:: ACTIVITY ::
Print every record below exactly as written.

(PROVIDED INFORMATION Opens)

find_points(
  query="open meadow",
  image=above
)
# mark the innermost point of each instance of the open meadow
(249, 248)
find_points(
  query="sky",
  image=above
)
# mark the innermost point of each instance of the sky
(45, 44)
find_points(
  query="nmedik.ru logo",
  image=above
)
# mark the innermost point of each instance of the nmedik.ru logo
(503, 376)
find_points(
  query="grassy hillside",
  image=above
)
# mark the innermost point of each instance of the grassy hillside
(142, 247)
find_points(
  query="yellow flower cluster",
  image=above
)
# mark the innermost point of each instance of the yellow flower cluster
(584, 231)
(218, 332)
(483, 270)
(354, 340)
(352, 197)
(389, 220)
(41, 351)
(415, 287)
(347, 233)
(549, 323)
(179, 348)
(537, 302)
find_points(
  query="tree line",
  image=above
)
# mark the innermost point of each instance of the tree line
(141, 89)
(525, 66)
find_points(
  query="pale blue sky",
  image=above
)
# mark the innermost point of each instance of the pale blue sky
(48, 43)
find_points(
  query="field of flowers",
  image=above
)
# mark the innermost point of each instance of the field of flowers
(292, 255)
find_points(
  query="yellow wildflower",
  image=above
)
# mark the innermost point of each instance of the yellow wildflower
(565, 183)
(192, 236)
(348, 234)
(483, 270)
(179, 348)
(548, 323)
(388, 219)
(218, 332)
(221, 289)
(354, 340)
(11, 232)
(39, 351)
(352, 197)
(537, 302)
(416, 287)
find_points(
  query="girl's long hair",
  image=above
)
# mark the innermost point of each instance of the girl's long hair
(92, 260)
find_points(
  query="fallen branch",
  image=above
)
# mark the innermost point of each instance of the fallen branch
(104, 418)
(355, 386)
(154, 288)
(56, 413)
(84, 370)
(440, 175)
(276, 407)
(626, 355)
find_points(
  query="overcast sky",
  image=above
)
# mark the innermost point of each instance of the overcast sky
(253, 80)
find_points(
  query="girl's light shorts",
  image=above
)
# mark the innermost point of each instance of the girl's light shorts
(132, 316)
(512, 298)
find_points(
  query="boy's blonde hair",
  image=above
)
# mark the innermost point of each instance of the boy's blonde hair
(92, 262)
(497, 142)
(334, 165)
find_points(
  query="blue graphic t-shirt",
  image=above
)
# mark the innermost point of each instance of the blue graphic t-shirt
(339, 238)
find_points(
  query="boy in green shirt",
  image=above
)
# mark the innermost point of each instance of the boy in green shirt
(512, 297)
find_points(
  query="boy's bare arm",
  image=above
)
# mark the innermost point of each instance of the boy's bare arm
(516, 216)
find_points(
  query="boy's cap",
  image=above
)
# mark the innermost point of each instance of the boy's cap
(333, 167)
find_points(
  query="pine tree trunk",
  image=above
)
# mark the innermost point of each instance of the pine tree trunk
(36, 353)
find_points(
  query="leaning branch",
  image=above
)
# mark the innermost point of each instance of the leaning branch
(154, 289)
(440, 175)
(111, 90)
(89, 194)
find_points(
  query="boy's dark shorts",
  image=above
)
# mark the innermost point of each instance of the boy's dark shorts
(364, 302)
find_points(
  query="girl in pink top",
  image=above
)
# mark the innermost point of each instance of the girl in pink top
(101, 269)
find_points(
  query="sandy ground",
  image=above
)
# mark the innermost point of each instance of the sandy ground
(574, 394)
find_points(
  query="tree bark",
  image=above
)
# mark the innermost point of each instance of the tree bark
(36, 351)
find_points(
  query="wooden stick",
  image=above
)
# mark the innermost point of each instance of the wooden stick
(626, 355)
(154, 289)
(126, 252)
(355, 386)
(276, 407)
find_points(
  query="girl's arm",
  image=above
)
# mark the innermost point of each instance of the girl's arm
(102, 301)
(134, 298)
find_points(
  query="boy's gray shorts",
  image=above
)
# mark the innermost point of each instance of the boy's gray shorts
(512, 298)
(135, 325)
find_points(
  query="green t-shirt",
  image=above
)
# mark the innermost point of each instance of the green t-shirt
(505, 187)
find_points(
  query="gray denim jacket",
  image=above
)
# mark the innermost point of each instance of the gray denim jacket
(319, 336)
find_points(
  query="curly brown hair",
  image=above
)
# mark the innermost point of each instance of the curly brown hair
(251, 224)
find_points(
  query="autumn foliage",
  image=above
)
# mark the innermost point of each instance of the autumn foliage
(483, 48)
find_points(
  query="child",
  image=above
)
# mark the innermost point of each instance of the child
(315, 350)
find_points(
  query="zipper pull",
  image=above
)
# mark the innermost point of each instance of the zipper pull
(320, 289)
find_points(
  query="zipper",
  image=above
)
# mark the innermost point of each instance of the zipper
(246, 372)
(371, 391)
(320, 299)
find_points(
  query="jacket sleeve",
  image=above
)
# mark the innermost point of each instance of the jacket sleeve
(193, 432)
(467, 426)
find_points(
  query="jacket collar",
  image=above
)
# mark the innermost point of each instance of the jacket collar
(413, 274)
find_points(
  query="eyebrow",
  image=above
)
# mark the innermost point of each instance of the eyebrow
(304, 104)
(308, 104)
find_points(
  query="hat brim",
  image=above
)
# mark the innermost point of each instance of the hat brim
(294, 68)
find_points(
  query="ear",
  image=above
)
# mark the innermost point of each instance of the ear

(PROVIDED INFORMATION Closes)

:: EXERCISE RESPONSE ::
find_points(
  query="open meadow",
  image=above
)
# mark the innermost point of each instance of the open meadow
(249, 248)
find_points(
  query="sky",
  image=above
)
# mark the innermost point of each instance of the sky
(45, 44)
find_points(
  query="nmedik.ru logo",
  image=above
)
# mark the innermost point of each instance of the nmedik.ru logo
(503, 376)
find_points(
  query="grassy hillside",
  image=above
)
# mark the innermost point of each instance of the grassy hillside
(142, 247)
find_points(
  query="yellow flower cluster",
  image=above
)
# mark the innermost point of each instance of the yellow flower cluster
(584, 231)
(218, 332)
(483, 270)
(354, 340)
(352, 197)
(389, 220)
(41, 351)
(415, 287)
(347, 233)
(549, 323)
(179, 348)
(537, 302)
find_points(
  query="tree line",
  image=above
)
# mark the innermost point of each instance of the tree line
(141, 89)
(525, 66)
find_points(
  query="pale blue sky",
  image=above
)
# mark the innermost point of each instance of the pale blue sky
(48, 43)
find_points(
  query="field of flowers",
  image=above
)
# mark the innermost point of each instance of the field of flowers
(292, 255)
find_points(
  query="yellow wildflower",
  image=above
)
# mark the innermost point of each instance of the yellow wildflower
(565, 183)
(192, 236)
(348, 234)
(483, 270)
(179, 348)
(548, 323)
(388, 219)
(218, 332)
(221, 289)
(354, 340)
(11, 232)
(39, 351)
(352, 197)
(537, 302)
(416, 287)
find_points(
  query="girl's long hair",
  image=above
)
# mark the innermost point of each instance of the girl's long hair
(92, 260)
find_points(
  query="fallen branch",
  image=above
)
# mark the innermost point of each instance of the fallen branch
(104, 418)
(355, 386)
(154, 288)
(56, 413)
(84, 370)
(440, 175)
(276, 407)
(626, 355)
find_points(
  query="overcast sky",
  image=above
)
# mark the innermost point of each instance of the overcast sky
(253, 80)
find_points(
  query="girl's light shorts",
  image=above
)
# mark the innermost point of each instance of the girl's light shorts
(132, 316)
(512, 298)
find_points(
  query="boy's blonde hair",
  image=above
)
# mark the innermost point of each instance of the boy's blonde hair
(92, 262)
(497, 142)
(334, 165)
find_points(
  query="blue graphic t-shirt",
  image=above
)
# mark the innermost point of each instance of the blue graphic t-shirt
(339, 238)
find_points(
  query="boy in green shirt",
  image=above
)
# mark the innermost point of each instance of the boy in green shirt
(512, 297)
find_points(
  query="boy's bare arm",
  image=above
)
# mark the innermost point of each instance of the boy's bare arm
(516, 216)
find_points(
  query="boy's cap",
  image=above
)
# mark the innermost point of each instance of the boy's cap
(333, 167)
find_points(
  query="pine tree trunk",
  image=above
)
# mark the innermost point of each instance of the pine tree trunk
(36, 353)
find_points(
  query="leaning branch",
  image=above
)
# mark the innermost point of each instance of the leaning branch
(154, 289)
(440, 175)
(111, 90)
(89, 194)
find_points(
  query="boy's dark shorts",
  image=above
)
# mark the innermost point of each instance of the boy's dark shorts
(364, 302)
find_points(
  query="girl in pink top",
  image=above
)
# mark the innermost point of each instance of the girl in pink top
(101, 269)
find_points(
  query="sandy ground",
  image=above
)
# mark the innermost point of each instance of the sandy ground
(574, 394)
find_points(
  query="tree bark",
  image=above
)
# mark the innermost point of each instance of the tree bark
(36, 351)
find_points(
  query="wooden stick",
  image=above
)
# mark the innermost point of each instance of the wooden stick
(626, 355)
(154, 289)
(126, 252)
(355, 386)
(276, 407)
find_points(
  query="girl's arm",
  image=above
)
# mark the innermost point of each instance of the girl's arm
(102, 301)
(134, 298)
find_points(
  query="boy's gray shorts",
  image=above
)
# mark the innermost point of each instance of the boy's gray shorts
(512, 298)
(135, 325)
find_points(
  query="green t-shirt",
  image=above
)
# mark the innermost point of each instance of the green t-shirt
(505, 187)
find_points(
  query="gray denim jacket",
  image=above
)
# mark the innermost point of each instance of the gray denim jacket
(319, 336)
find_points(
  query="curly brown hair",
  image=above
)
# mark the innermost point of each instance of the curly brown hair
(251, 224)
find_points(
  query="autumn foliage",
  image=above
)
# mark the innermost point of each instance of the autumn foliage
(483, 48)
find_points(
  query="child",
  image=above
)
# mark the innermost point of each instance of the child
(315, 350)
find_points(
  query="zipper pull",
  image=above
)
# mark the innermost point of each instance of the zipper pull
(320, 289)
find_points(
  query="zipper",
  image=above
)
# mark the innermost point of each instance of the zipper
(246, 372)
(371, 391)
(320, 299)
find_points(
  query="jacket sleeve",
  image=above
)
# mark the innermost point of each instance of the jacket sleeve
(193, 432)
(467, 426)
find_points(
  query="jacket collar",
  image=above
)
# mark the innermost point of each instance of the jacket collar
(413, 274)
find_points(
  query="eyebrow",
  image=above
)
# mark the innermost point of each instance of the eyebrow
(304, 104)
(308, 104)
find_points(
  query="hat brim",
  image=above
)
# mark the innermost point of each instance of the hat brim
(294, 68)
find_points(
  query="ear",
  image=above
)
# mark the innermost point of each instance of the ear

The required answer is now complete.